Records from a data source
= = = = = = =

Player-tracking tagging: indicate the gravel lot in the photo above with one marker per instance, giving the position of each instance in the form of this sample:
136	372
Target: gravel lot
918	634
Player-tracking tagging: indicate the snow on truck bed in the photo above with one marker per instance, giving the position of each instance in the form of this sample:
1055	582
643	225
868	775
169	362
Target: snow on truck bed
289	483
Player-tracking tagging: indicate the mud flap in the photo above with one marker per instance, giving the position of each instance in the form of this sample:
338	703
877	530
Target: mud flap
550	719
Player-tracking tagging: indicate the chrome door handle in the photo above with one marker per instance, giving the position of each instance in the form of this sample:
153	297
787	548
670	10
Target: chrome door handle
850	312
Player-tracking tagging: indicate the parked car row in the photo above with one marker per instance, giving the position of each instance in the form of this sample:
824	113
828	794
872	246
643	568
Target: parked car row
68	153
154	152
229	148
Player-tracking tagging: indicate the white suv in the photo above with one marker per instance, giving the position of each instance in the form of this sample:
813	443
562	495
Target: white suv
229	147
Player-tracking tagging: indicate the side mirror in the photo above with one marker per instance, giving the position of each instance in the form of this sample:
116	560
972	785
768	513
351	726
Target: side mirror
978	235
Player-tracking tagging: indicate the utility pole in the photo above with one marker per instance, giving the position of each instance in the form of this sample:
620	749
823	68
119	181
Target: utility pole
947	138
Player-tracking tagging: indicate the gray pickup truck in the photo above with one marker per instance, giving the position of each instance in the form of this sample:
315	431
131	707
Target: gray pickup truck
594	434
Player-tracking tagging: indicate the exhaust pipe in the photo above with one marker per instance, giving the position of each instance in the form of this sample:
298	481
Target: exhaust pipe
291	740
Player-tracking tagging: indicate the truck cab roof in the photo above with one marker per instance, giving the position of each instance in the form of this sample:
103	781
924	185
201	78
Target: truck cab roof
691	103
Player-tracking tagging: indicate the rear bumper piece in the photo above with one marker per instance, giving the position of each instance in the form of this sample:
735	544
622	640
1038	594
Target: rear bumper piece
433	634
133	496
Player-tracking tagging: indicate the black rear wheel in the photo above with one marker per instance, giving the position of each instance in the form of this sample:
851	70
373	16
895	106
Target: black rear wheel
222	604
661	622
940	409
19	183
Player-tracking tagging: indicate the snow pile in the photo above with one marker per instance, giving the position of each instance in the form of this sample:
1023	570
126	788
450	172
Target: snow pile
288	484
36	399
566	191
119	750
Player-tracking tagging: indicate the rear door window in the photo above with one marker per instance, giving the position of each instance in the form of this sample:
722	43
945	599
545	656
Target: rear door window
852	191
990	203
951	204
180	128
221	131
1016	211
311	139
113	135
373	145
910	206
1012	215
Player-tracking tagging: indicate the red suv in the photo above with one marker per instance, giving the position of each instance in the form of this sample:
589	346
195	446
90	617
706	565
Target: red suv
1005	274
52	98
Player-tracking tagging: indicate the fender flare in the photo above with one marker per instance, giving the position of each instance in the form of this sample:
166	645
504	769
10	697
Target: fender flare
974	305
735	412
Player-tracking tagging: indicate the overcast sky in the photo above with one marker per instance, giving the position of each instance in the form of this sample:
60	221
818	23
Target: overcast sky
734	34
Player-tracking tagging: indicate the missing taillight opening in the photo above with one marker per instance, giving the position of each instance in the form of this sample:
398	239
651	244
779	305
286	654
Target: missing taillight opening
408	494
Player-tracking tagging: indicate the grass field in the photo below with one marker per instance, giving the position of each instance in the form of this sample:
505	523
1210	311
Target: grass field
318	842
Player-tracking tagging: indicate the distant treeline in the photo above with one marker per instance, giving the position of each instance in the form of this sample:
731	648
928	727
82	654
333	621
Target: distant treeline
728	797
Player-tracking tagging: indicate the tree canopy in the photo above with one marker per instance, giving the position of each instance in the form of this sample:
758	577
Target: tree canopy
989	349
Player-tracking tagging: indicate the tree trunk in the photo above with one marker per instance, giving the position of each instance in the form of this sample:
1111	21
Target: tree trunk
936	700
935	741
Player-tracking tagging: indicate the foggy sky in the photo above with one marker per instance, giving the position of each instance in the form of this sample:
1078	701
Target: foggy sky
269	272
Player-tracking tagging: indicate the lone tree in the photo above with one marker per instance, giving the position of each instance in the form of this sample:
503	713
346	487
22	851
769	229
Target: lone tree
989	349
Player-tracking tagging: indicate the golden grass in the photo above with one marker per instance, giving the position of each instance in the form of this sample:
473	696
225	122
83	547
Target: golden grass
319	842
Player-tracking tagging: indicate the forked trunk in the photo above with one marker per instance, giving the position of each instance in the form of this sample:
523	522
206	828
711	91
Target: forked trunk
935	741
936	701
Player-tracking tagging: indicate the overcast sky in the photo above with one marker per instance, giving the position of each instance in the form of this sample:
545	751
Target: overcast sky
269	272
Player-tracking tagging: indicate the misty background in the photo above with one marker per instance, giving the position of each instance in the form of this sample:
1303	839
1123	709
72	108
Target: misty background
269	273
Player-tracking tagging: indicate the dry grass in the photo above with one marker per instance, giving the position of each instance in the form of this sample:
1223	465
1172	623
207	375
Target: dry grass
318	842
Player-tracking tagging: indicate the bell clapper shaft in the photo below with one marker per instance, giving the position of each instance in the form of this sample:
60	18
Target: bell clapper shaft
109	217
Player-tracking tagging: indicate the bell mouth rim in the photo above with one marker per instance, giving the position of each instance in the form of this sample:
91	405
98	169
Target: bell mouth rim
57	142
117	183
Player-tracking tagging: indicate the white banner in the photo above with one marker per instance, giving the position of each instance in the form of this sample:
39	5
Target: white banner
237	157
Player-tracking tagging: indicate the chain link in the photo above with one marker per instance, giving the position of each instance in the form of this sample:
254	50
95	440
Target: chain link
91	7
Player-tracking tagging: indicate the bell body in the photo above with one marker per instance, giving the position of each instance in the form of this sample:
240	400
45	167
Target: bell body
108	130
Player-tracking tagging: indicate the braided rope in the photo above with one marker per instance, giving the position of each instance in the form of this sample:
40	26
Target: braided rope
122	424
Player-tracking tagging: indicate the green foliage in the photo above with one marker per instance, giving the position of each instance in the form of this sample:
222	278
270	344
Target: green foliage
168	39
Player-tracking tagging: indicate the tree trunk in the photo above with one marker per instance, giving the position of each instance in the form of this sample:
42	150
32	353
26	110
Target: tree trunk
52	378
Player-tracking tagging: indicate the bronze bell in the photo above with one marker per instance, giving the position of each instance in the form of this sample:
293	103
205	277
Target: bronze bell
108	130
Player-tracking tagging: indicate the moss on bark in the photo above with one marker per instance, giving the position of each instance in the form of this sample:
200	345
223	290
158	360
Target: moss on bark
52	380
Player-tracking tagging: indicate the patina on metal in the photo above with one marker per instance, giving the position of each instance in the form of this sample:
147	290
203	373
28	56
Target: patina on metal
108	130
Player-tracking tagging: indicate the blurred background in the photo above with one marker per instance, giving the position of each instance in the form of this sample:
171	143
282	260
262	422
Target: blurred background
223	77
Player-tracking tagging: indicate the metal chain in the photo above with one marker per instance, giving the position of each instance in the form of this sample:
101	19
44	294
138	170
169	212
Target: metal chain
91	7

= = = = = = =

- [DO THIS]:
Find the line that contains "Player-tracking tagging: indicate the patina". Repeat it and every line after it, exactly as written, up to and including the last line of the records above.

- [COMPLETE ANSWER]:
Player-tracking tagging: indicate the patina on metal in the photo above with one marker per instance, giving the position of each instance in the form of this sample:
147	290
203	373
28	56
Target: patina on metal
108	130
Player-tracking tagging: indicate the blurred background in the photo above with one marker per instance, giving the position of each instance in the form of this sample:
171	143
282	260
262	422
Target: blurred background
223	77
Player-tracking tagging: indicate the metal chain in the photo above with one marker per instance, giving the position of each instance in the form of this sample:
101	19
44	294
138	170
169	212
Target: metal chain
91	7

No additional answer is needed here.